**DATA FOR PROCESSING:**
....

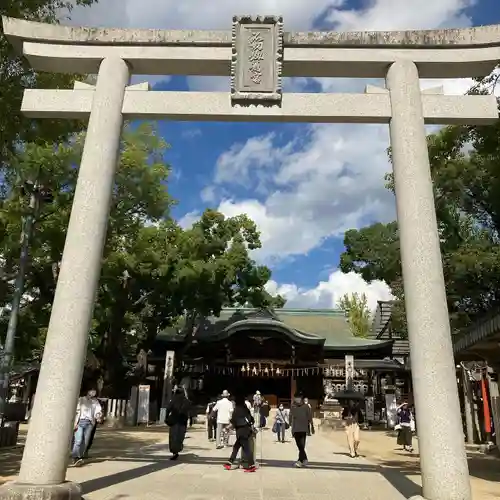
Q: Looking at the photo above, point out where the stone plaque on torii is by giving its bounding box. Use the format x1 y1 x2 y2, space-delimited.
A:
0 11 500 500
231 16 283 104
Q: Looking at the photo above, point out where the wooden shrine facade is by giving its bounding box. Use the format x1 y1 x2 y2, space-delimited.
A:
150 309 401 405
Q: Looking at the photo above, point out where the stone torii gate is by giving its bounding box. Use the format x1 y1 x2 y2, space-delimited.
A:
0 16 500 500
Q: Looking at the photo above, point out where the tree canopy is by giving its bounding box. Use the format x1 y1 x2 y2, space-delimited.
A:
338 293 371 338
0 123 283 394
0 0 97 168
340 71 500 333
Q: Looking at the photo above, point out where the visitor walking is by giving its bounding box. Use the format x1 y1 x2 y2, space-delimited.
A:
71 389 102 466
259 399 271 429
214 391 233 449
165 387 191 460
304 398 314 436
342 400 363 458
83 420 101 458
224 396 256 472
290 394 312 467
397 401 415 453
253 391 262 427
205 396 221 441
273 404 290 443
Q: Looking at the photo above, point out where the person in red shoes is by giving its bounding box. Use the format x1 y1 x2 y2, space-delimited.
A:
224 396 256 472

....

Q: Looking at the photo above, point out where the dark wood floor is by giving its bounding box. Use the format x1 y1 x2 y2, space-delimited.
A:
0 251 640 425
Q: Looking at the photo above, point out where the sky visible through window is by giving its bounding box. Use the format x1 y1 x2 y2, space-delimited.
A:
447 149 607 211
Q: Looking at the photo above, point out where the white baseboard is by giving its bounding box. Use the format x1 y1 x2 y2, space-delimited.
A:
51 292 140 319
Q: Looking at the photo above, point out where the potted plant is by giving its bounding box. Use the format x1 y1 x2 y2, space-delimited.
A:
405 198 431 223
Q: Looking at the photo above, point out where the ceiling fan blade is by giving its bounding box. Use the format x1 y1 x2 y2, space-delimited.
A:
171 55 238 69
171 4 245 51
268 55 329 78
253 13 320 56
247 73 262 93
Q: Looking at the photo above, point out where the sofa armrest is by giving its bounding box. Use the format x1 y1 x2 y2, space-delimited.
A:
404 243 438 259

....

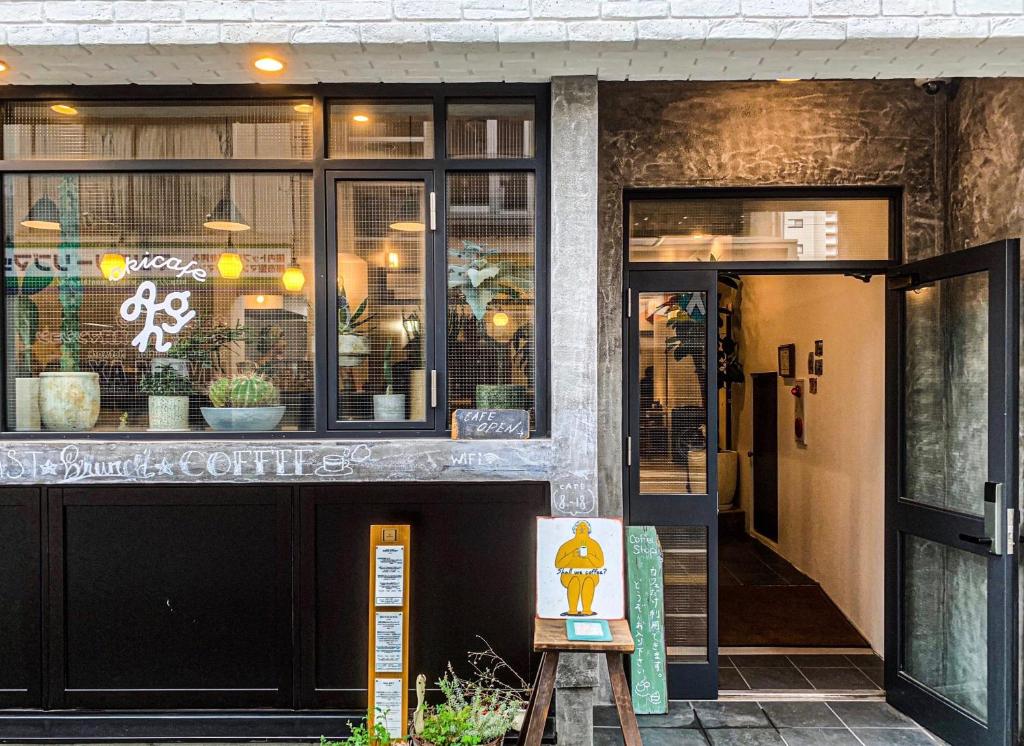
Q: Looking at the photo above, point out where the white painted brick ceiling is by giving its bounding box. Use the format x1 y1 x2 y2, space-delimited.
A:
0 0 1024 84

....

**WHAT TO DO:** Reproduce word for word everything in the records above, from the line containing "the stone plaque" down to the line containing "150 309 401 405", including both of those lines.

**TASK OUTPUT:**
Q: Looking at the photo above, point out where the stone plaque on torii is by giving its bounding box. Use the format x1 y1 x2 y2, space-delimited.
A:
0 11 500 500
231 16 283 104
Q: Looking at the photo above, point out where the wooden shrine facade is by giving its bounding box. Use the format x1 y1 x2 y2, space-delimited.
A:
150 309 401 405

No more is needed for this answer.